Dataset excerpts Start Marker

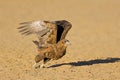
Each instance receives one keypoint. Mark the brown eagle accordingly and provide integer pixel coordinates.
(48, 32)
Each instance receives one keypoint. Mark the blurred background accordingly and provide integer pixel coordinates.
(95, 32)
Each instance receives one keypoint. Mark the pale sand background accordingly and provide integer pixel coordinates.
(95, 36)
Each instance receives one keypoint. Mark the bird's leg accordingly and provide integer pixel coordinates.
(42, 65)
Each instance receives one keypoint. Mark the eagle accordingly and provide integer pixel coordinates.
(53, 52)
(48, 32)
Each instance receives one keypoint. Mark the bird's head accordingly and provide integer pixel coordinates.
(65, 42)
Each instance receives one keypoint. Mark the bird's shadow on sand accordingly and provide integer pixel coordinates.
(90, 62)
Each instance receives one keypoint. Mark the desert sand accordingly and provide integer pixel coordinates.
(95, 38)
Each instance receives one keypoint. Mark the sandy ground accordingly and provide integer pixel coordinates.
(95, 37)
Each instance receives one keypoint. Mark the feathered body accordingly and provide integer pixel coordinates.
(51, 34)
(54, 52)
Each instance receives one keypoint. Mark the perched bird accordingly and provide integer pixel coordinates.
(54, 52)
(48, 32)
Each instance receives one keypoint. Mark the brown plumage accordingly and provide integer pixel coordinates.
(51, 34)
(54, 52)
(48, 32)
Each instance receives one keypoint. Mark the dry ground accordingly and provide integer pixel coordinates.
(95, 37)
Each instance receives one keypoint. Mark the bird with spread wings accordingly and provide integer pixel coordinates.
(49, 33)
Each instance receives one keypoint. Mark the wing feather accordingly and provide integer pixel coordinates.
(35, 27)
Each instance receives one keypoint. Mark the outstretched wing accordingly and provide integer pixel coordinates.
(35, 27)
(59, 30)
(63, 27)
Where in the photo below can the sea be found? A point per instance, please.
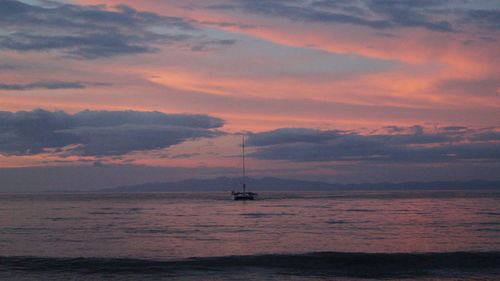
(338, 235)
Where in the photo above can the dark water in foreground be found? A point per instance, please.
(396, 235)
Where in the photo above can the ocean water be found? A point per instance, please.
(362, 235)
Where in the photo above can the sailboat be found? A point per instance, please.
(243, 195)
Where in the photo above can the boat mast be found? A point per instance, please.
(243, 162)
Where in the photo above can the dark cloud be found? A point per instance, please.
(489, 19)
(411, 13)
(206, 45)
(228, 24)
(98, 133)
(299, 11)
(50, 84)
(376, 14)
(293, 135)
(413, 144)
(87, 32)
(482, 87)
(7, 66)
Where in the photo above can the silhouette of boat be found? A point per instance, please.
(243, 195)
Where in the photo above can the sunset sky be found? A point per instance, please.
(102, 93)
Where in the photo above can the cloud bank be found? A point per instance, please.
(392, 144)
(99, 133)
(50, 84)
(436, 16)
(89, 32)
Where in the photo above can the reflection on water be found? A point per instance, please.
(178, 225)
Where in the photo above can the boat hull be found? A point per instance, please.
(243, 195)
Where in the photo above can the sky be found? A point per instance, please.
(100, 93)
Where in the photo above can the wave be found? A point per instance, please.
(322, 263)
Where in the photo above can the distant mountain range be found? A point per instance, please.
(277, 184)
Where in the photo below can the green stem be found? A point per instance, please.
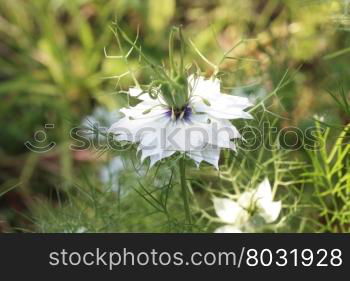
(182, 166)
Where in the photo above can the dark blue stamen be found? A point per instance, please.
(184, 113)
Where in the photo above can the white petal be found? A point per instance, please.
(228, 229)
(208, 154)
(227, 210)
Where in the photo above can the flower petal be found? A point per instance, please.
(228, 229)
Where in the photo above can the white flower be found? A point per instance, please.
(199, 129)
(236, 214)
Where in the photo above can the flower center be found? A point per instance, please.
(178, 114)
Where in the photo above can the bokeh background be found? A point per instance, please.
(53, 70)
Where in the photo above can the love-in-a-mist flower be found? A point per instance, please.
(237, 214)
(190, 115)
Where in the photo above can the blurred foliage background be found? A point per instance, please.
(53, 70)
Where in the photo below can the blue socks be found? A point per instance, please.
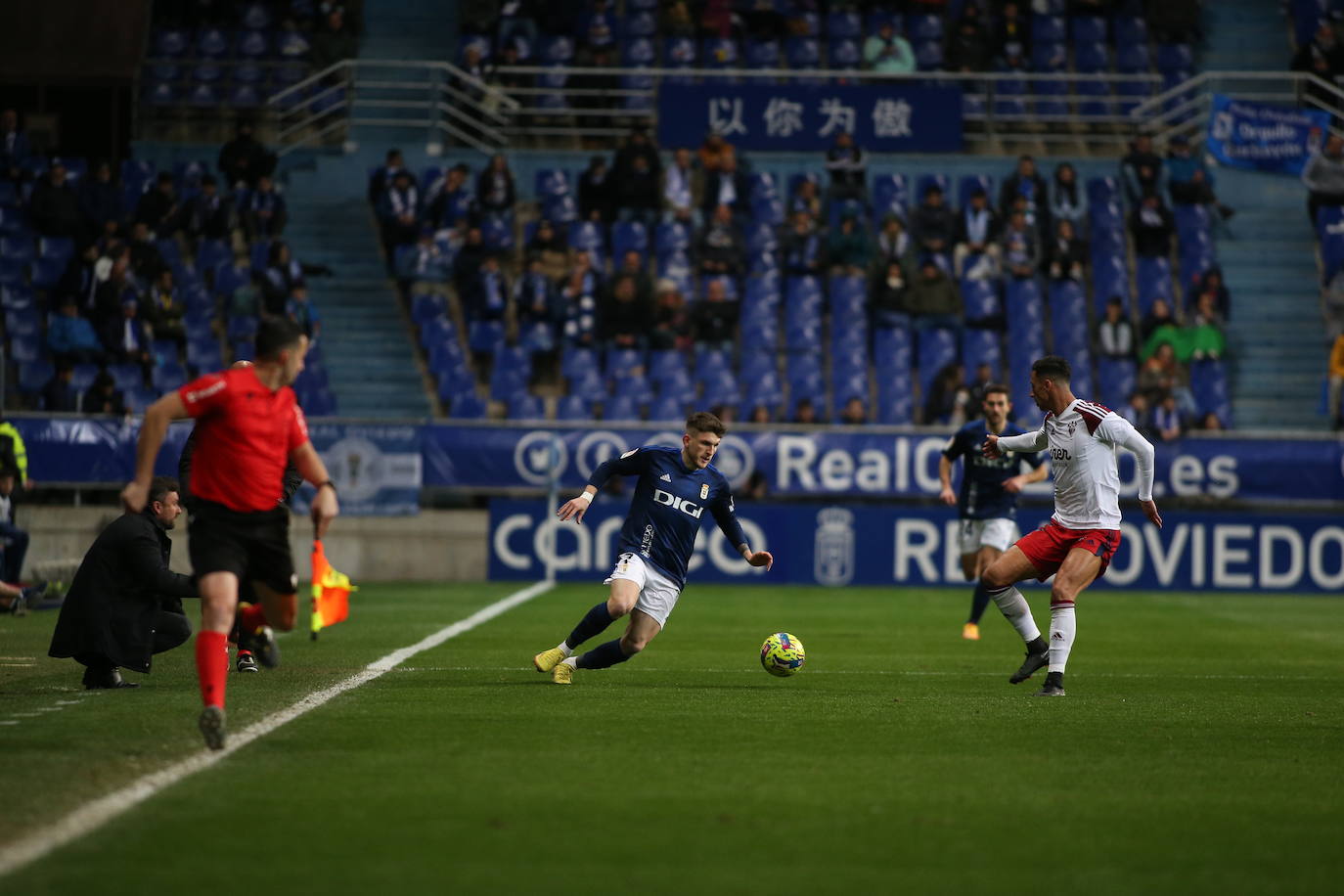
(978, 601)
(603, 655)
(596, 622)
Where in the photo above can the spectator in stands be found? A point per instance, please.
(1152, 229)
(637, 193)
(887, 51)
(801, 248)
(1067, 198)
(894, 245)
(848, 247)
(126, 337)
(1142, 171)
(383, 177)
(933, 225)
(725, 186)
(1189, 182)
(58, 395)
(848, 166)
(1114, 332)
(624, 319)
(100, 201)
(54, 204)
(15, 151)
(1324, 177)
(495, 187)
(671, 319)
(71, 337)
(597, 201)
(721, 248)
(887, 297)
(683, 187)
(717, 317)
(1336, 383)
(977, 236)
(1019, 247)
(933, 298)
(1167, 420)
(1064, 254)
(399, 214)
(157, 207)
(208, 214)
(243, 160)
(1027, 183)
(967, 42)
(1322, 47)
(1012, 38)
(164, 309)
(334, 42)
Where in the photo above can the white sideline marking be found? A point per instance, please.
(100, 812)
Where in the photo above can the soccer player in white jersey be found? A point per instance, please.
(1082, 535)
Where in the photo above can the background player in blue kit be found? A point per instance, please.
(988, 497)
(675, 488)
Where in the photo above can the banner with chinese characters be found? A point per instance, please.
(891, 117)
(1264, 137)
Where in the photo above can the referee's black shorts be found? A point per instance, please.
(251, 546)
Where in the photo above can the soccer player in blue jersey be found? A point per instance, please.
(988, 499)
(675, 488)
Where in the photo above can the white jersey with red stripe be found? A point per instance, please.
(1082, 463)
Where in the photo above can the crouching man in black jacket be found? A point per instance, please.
(124, 604)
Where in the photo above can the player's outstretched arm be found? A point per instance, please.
(577, 507)
(152, 431)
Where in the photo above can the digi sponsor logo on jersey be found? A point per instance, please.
(667, 499)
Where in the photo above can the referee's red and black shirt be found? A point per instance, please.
(245, 434)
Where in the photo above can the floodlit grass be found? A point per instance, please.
(1199, 751)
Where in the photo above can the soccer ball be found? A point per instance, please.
(783, 654)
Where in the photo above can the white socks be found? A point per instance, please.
(1015, 608)
(1062, 628)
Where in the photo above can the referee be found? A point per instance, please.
(250, 428)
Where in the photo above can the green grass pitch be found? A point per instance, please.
(1200, 749)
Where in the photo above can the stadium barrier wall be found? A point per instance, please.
(901, 546)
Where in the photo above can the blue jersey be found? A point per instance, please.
(669, 499)
(983, 478)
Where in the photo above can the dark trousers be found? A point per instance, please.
(169, 630)
(15, 546)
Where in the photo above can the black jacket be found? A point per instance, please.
(121, 583)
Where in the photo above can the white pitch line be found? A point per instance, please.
(100, 812)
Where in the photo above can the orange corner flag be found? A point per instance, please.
(331, 593)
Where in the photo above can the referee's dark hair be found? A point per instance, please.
(1053, 368)
(160, 486)
(274, 336)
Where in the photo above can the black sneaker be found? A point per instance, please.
(1053, 686)
(262, 644)
(1030, 665)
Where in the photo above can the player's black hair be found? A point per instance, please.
(160, 486)
(1053, 368)
(704, 422)
(276, 335)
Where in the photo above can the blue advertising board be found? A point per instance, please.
(875, 546)
(891, 117)
(1264, 137)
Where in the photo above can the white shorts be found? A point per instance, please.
(999, 533)
(657, 593)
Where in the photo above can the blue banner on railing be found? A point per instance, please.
(1256, 135)
(839, 546)
(891, 117)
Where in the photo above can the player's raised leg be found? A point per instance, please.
(218, 602)
(1078, 569)
(1000, 582)
(624, 596)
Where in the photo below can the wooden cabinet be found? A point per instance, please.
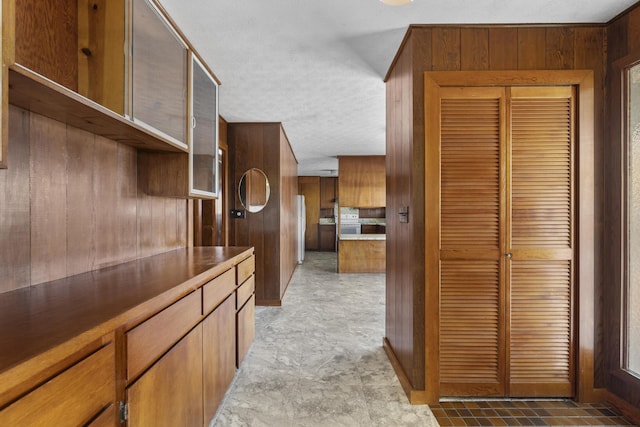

Dataset excerpts End Marker

What you have to do:
Starting with the line that contains "Where in the photo above can the white shorts", give the lines again exactly as they appear through the last line of the data, pictures excluded.

Result for this exercise:
Where in the photo above can the white shorts be found? A point per instance, please.
(999, 533)
(657, 593)
Where in the photo above can the blue banner on railing be found? A point per instance, please.
(1256, 135)
(839, 546)
(891, 117)
Where in the photo above can the player's raised leg be found? A point per instance, please.
(218, 602)
(1078, 569)
(1000, 582)
(624, 596)
Where in the photo below can the wooden cabinet be found? A point per instance, please.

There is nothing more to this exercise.